*Requirement 1:* Copy out the records below word for word, from the line containing "One point lands on every instance of the side window, laid" up to and including the line containing "pixel 521 374".

*Selected extract:*
▼▼▼
Re: git: uh-oh

From: Tom Lane <tgl(at)sss(dot)pgh(dot)pa(dot)us>
To: Robert Haas <robertmhaas(at)gmail(dot)com>
Cc: Max Bowsher <maxb(at)f2s(dot)com>, Magnus Hagander <magnus(at)hagander(dot)net>, Michael Haggerty <mhagger(at)alum(dot)mit(dot)edu>, pgsql-hackers <pgsql-hackers(at)postgresql(dot)org>
Subject: Re: git: uh-oh
Date: 2010-08-25 03:21:24
Message-ID: 11026.1282706484@sss.pgh.pa.us
Views: Raw Message | Whole Thread | Download mbox | Resend email
Thread:
Lists: pgsql-hackers

Robert Haas <robertmhaas(at)gmail(dot)com> writes:
> On Fri, Aug 20, 2010 at 1:56 PM, Max Bowsher <maxb(at)f2s(dot)com> wrote:
>> My guess at this point is that there may be a (very old?) version of cvs
>> which, when adding a file to a branch, actually misrecorded the file as
>> having existed on the branch from the moment it was first added to trunk
>> - this would explain this anomaly.

> I think this is what is happening, except I'm unable to account for it
> by the age of the CVS version we're runnning. The machine the CVS
> repo is running on is running 1.11.17-FreeBSD (client/server).

Um, how old do you think that is? A look at the cvs sources says 2004...

It looks to me like the bogus commits for back-branch additions are
indeed part of our CVS history. While perhaps it would be nice if the
git conversion cleaned them up, I'm not sure that we want to put off
doing the conversion for however long it might take to make that happen.

> The odder cases are the ones involving deletion. There are a couple
> of branches/tags that, or so I'm guessing, are only present for a
> subset of the files in the repository: ecpg_big_bison, creation,
> Release-1-6-0, MANUAL_1_0, REL2_0B, and SUPPORT. I'm wondering if we
> shouldn't just nuke those, or at least nuke them from the copy of the
> repository upon which we are running the conversion.

Yeah, I noticed some of those in my copy of the test repository too,
but I see a slightly different set:

remotes/origin/REL2_0B
remotes/origin/REL6_4
remotes/origin/Release_1_0_3
remotes/origin/WIN32_DEV
remotes/origin/ecpg_big_bison

I doubt they're of any more than archaeological interest, but do we want
to be deleting history? What seemed more likely to be artifacts were
these:

remotes/origin/unlabeled-1.44.2
remotes/origin/unlabeled-1.51.2
remotes/origin/unlabeled-1.59.2
remotes/origin/unlabeled-1.87.2
remotes/origin/unlabeled-1.90.2

Any idea where those came from?
▲▲▲
*Excerpted data:*
▼▼▼
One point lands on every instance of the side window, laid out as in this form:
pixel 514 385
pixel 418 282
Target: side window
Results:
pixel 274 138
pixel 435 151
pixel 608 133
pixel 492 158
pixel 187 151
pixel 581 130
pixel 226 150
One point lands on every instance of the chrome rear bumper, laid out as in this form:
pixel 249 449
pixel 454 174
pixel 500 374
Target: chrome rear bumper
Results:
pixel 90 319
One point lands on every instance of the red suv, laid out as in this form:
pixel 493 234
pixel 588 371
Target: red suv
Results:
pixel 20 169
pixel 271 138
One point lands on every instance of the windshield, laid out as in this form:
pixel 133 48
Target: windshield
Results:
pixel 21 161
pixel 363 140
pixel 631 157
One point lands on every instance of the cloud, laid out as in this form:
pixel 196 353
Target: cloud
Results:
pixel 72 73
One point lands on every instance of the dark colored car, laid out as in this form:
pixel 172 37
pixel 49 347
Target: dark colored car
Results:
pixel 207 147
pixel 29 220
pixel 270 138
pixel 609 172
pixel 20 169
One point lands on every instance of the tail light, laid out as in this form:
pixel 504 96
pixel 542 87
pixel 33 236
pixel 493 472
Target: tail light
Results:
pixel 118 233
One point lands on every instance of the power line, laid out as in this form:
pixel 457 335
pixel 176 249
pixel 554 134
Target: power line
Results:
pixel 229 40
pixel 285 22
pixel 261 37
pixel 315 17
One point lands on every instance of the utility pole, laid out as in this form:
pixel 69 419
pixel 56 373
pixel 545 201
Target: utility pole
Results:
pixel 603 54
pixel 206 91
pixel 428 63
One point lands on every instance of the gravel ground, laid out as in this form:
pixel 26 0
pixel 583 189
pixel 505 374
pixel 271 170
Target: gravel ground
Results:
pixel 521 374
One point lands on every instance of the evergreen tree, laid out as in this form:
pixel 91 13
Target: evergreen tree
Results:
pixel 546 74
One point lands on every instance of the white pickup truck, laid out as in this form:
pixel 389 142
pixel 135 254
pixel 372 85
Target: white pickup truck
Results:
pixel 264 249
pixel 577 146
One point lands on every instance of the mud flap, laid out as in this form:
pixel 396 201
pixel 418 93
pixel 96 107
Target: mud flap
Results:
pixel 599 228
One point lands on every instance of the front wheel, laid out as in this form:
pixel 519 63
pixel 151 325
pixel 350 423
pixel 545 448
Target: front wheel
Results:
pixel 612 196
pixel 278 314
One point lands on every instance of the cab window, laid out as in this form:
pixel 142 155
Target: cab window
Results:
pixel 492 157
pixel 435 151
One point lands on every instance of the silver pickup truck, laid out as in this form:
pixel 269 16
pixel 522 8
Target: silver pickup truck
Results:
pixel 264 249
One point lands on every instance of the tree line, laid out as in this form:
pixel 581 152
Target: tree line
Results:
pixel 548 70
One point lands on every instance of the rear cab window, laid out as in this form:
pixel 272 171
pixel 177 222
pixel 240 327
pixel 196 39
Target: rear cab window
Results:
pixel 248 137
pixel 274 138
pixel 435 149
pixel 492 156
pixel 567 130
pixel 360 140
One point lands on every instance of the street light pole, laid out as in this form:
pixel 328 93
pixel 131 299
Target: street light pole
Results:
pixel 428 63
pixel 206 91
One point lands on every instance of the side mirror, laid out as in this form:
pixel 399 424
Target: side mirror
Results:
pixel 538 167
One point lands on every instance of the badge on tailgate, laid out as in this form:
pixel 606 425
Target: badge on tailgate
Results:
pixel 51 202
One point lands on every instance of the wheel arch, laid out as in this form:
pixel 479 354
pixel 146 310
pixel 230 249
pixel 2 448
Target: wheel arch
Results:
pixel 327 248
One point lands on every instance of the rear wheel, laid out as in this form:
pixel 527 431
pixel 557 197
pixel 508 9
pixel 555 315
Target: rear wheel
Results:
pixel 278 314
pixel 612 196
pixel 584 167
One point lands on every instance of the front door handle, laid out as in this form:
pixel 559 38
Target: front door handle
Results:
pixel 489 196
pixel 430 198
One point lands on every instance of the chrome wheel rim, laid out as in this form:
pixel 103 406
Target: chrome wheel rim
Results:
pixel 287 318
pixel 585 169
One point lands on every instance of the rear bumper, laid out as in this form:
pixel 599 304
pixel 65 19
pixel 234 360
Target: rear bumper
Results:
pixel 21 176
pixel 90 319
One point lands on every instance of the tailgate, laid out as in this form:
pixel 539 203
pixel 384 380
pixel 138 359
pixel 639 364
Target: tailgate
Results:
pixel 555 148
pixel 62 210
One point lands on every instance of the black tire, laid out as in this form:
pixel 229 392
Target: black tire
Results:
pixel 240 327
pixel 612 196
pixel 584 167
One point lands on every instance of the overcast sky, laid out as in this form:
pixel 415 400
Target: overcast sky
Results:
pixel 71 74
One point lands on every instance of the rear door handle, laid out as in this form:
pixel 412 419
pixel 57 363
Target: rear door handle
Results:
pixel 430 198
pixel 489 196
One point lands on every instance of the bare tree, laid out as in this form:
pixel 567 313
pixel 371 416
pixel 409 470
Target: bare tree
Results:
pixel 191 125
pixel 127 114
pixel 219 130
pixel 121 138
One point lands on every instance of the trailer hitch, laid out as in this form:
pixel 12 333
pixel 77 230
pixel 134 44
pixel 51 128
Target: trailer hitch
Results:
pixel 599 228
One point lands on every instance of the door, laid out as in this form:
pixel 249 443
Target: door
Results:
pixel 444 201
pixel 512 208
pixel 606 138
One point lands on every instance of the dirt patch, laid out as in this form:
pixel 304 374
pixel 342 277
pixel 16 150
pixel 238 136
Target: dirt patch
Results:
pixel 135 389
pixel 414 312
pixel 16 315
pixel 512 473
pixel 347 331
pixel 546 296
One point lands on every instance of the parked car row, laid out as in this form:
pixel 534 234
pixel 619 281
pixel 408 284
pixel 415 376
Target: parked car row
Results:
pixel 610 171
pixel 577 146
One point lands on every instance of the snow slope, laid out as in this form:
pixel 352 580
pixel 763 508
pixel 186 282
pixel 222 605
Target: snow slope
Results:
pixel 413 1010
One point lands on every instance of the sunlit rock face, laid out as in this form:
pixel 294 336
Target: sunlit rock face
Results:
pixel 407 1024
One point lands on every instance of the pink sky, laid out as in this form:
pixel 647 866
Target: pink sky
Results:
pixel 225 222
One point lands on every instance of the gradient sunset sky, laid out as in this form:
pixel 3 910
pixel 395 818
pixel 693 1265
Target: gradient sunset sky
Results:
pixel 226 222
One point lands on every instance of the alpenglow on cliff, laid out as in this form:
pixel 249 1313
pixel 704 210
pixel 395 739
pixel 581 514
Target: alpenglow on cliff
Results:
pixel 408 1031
▲▲▲
▼▼▼
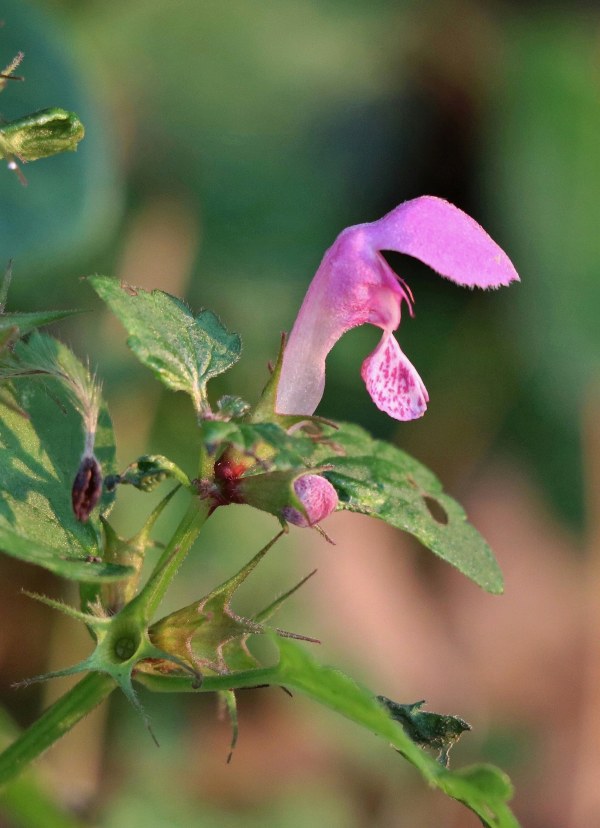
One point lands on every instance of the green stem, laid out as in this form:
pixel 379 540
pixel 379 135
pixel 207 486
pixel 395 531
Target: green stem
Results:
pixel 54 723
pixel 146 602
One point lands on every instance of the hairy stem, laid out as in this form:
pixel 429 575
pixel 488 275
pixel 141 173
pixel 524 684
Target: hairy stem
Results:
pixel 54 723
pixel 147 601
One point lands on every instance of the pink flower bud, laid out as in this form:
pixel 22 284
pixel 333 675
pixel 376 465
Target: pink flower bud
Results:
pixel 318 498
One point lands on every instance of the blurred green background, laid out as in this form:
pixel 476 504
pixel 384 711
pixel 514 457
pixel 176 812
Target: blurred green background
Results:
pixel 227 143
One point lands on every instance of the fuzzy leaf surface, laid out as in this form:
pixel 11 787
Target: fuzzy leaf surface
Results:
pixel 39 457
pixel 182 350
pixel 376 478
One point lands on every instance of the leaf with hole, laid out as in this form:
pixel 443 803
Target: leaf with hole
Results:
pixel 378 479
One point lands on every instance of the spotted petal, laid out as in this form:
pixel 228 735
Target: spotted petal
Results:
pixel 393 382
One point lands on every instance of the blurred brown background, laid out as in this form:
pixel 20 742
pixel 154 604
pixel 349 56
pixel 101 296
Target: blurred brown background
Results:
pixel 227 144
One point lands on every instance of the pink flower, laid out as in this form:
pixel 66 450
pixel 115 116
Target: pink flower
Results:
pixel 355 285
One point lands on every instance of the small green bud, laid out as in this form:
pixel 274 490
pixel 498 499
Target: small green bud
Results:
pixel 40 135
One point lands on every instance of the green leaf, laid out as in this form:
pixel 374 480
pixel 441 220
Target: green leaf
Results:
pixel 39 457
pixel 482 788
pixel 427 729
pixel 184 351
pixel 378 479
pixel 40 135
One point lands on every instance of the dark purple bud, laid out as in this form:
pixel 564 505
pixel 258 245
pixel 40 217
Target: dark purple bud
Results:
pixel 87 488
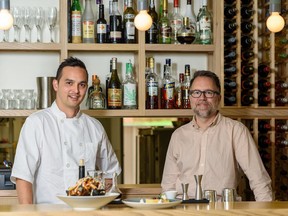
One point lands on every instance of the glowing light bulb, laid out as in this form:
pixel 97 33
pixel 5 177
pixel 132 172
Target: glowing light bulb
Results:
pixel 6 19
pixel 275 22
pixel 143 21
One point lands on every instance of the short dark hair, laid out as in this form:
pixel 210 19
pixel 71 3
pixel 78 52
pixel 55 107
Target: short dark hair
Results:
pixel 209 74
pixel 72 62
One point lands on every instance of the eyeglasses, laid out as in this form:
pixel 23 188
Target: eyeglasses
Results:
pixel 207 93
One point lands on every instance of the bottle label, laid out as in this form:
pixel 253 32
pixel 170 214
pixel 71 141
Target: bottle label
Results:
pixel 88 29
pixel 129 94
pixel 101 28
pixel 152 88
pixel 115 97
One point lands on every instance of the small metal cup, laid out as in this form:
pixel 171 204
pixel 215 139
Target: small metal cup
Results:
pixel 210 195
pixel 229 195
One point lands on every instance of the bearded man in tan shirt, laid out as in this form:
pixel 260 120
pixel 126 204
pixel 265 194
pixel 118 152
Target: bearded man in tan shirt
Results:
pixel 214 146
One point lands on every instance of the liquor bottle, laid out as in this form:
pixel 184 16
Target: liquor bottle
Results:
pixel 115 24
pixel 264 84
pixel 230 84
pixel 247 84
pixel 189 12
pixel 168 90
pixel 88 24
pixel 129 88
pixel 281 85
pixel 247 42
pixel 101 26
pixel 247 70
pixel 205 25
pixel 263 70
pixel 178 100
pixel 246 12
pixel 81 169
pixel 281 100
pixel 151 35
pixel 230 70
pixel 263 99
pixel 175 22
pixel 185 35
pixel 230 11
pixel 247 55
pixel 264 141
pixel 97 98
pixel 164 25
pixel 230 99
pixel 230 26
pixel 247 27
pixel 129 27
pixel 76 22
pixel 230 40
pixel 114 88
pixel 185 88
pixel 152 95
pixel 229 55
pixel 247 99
▲▲▲
▼▼▼
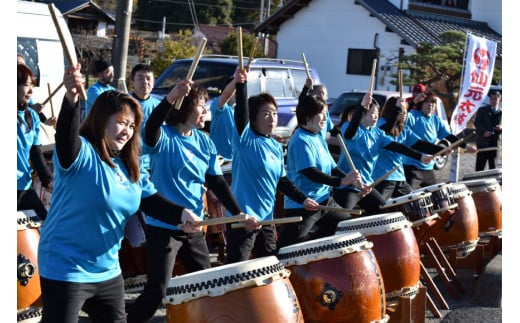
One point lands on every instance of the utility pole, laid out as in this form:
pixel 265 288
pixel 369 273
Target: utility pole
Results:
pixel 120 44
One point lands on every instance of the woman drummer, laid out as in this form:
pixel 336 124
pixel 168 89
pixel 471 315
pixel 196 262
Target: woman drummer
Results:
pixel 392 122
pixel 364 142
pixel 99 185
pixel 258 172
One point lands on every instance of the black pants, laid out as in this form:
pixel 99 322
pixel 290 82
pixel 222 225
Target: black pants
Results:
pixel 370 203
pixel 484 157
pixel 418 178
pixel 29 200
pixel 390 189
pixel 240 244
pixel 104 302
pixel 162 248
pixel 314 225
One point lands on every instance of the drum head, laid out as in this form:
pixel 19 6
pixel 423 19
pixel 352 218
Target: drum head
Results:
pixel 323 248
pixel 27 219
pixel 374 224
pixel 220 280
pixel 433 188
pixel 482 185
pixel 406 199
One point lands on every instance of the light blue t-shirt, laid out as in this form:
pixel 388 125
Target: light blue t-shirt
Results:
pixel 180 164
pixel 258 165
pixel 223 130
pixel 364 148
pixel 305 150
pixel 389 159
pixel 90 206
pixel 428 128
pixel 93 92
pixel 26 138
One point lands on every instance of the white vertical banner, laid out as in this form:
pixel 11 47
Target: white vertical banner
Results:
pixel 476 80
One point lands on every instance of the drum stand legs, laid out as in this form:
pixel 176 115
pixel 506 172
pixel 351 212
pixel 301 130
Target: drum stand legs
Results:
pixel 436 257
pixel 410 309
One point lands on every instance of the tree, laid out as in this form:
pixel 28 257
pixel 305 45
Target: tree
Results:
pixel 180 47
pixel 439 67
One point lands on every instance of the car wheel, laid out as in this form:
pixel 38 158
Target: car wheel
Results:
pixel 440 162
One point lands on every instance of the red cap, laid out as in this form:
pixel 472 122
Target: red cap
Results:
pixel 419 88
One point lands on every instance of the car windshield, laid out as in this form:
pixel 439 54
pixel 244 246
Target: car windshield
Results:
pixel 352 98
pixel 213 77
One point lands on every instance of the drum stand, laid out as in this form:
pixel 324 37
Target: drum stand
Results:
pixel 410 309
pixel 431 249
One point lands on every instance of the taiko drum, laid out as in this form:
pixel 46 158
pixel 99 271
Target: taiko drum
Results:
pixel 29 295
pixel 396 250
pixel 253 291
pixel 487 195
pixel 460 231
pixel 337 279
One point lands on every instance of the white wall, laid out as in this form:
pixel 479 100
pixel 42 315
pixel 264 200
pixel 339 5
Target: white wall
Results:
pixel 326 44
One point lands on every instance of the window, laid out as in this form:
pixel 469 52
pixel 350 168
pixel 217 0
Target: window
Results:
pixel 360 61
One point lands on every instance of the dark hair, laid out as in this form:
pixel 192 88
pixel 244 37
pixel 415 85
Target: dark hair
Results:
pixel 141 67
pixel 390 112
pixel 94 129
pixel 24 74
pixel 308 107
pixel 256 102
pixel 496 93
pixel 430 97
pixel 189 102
▲▲▲
*Requirement 2:* In the mailing-list message above, what CVS version is said to be running on the machine that hosts the repository?

*Expected answer 1:*
One point lands on every instance of the side window, laid out as in this form:
pixel 514 385
pixel 418 282
Target: side window
Results:
pixel 274 138
pixel 435 151
pixel 608 133
pixel 492 158
pixel 187 151
pixel 581 130
pixel 226 150
One point lands on every instance of the chrome rear bumper, laid out as in this form:
pixel 249 449
pixel 454 174
pixel 500 374
Target: chrome rear bumper
Results:
pixel 90 319
One point lands on every instance of the red suv, laid out as in this form:
pixel 493 234
pixel 588 371
Target: red suv
Results:
pixel 20 169
pixel 271 138
One point lands on every instance of the windshield, laid out as in this form:
pixel 133 48
Target: windshield
Results:
pixel 21 161
pixel 363 140
pixel 631 157
One point lands on every instance of the cloud, laid out as in this form:
pixel 196 353
Target: cloud
Results:
pixel 72 73
One point lands on every instance of the dark colored car, laid out as in this form:
pixel 172 37
pixel 49 347
Target: dark colored car
Results:
pixel 207 147
pixel 29 220
pixel 270 138
pixel 609 172
pixel 20 169
One point lands on every instance of the tail light, laid out as in this form:
pixel 504 96
pixel 542 87
pixel 33 236
pixel 493 472
Target: tail light
Results:
pixel 118 233
One point lands on every instance of the power line, laid out as in this form:
pixel 457 335
pixel 176 249
pixel 554 134
Target: power line
Results:
pixel 229 40
pixel 285 22
pixel 261 37
pixel 315 17
One point lands on every instance of the utility pole, laid out as in this form:
pixel 69 419
pixel 56 373
pixel 545 201
Target: utility pole
Results:
pixel 603 54
pixel 206 91
pixel 428 63
One point lands on every instance of the gravel ground, laid out as in this form:
pixel 26 0
pixel 583 189
pixel 505 374
pixel 271 170
Target: gravel ground
Results:
pixel 521 374

*Expected answer 2:* 1.11.17-FreeBSD (client/server).